MATERIAL:
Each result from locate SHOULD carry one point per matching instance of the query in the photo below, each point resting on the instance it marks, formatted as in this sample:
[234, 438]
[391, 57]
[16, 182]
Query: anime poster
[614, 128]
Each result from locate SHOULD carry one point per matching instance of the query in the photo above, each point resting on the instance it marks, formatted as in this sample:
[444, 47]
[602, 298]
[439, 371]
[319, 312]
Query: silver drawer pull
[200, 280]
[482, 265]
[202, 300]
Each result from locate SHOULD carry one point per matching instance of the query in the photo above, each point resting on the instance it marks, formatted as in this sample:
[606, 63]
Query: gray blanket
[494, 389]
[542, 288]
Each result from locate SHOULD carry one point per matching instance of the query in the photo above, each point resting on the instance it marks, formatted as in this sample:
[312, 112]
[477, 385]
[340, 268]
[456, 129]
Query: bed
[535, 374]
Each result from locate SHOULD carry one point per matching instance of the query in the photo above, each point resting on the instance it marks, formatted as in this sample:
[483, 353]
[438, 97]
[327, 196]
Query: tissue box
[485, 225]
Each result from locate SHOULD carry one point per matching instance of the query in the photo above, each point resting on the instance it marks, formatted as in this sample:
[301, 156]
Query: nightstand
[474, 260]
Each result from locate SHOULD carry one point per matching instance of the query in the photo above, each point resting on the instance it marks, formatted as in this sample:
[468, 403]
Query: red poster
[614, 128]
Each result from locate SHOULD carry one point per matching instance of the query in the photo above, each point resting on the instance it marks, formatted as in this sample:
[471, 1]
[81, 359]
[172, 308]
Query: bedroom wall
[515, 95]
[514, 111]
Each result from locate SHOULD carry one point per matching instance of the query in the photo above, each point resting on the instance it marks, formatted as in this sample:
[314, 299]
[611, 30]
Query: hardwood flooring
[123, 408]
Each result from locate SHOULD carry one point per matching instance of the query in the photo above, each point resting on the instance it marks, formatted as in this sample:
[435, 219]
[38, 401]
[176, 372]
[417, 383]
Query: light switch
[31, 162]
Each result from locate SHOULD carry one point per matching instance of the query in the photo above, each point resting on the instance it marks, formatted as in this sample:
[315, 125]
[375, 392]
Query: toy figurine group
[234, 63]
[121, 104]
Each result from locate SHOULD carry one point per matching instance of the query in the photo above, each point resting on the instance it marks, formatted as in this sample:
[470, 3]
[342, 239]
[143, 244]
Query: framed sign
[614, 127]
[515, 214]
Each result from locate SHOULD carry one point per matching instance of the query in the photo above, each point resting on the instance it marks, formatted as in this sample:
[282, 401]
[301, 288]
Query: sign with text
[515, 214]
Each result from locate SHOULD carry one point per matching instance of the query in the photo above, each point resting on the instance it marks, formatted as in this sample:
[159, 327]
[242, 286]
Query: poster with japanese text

AIM:
Print the material above once more, exactly.

OUTPUT OF THE TASK:
Each result from locate SHOULD carry one point per matching instance of the query in the photo below, each point resting on the instance it marks, formatted as in this sample:
[234, 438]
[391, 57]
[16, 182]
Query: anime poster
[614, 128]
Each result from locate SHOULD carry one point per matching instance of the query in the photo above, each point resting on the instance it marks, formatted as in this sample:
[444, 47]
[602, 298]
[439, 371]
[319, 312]
Query: silver drawer pull
[200, 280]
[482, 265]
[202, 300]
Each result from locate SHOULD carry one point per matching instance of the query in the photo above, each point resting on the instance it marks, formatted as in this sample:
[606, 63]
Query: gray blanket
[494, 389]
[542, 288]
Each result from locate SHOULD carry one point per matching instance of the query in the photo above, each point resting on the instance it marks, formatted as in this sample:
[312, 112]
[477, 385]
[340, 268]
[456, 129]
Query: bed
[535, 374]
Each result from locate SHOULD carry one point per matching instance of the query in the photo above, each point resting on the instance it marks, formatted as in this sample:
[483, 353]
[438, 97]
[327, 196]
Query: tissue box
[485, 225]
Each result from locate SHOULD carry one point per matching instance of the query in the photo above, each point resting on the instance it marks, formatted as in this sample:
[301, 156]
Query: nightstand
[474, 260]
Each result from locate SHOULD carry one point per matching instance of the query in the photo above, each point resting on the instance it marks, formatted as in this sample:
[468, 403]
Query: red poster
[614, 128]
Each result from locate SHOULD carry one point per matching instance of the query in the photo above, each point resting on the instance it marks, formatted as in this sample:
[471, 1]
[81, 359]
[172, 308]
Query: bedroom wall
[515, 95]
[514, 111]
Each result from locate SHOULD carry one point per matching instance of the query in the photo above, each point resting on the instance it marks, formatted as in this sample:
[314, 299]
[611, 30]
Query: hardwood flooring
[123, 408]
Each result from locate SHOULD carry one point per matching instance of the query in the photo above, each point resting on the instance it marks, formatted as in this sample:
[435, 219]
[38, 401]
[176, 372]
[417, 383]
Query: light switch
[31, 162]
Each result from locate SHOULD carry one point per matching instance of the query in the photo above, each point resting on the instance it marks, formatted as in this sample:
[315, 125]
[375, 392]
Query: toy figurine group
[234, 63]
[121, 104]
Each result from locate SHOULD carry one point per matching instance of the query in the photo above, each point resting on the instance it marks, formatted as in this sample:
[470, 3]
[342, 239]
[143, 244]
Query: framed sign
[614, 127]
[515, 214]
Each result from locate SHOULD carry one point per matching instance of the query in the photo above, each point resting on the instance it marks, formatted as in this sample:
[282, 401]
[301, 288]
Query: sign with text
[515, 214]
Each result from locate SHOULD carry one point per matching instance of the query in the photo above, each point resting on the instance it marks, formatted as in this sample:
[159, 327]
[242, 286]
Query: poster with japanese text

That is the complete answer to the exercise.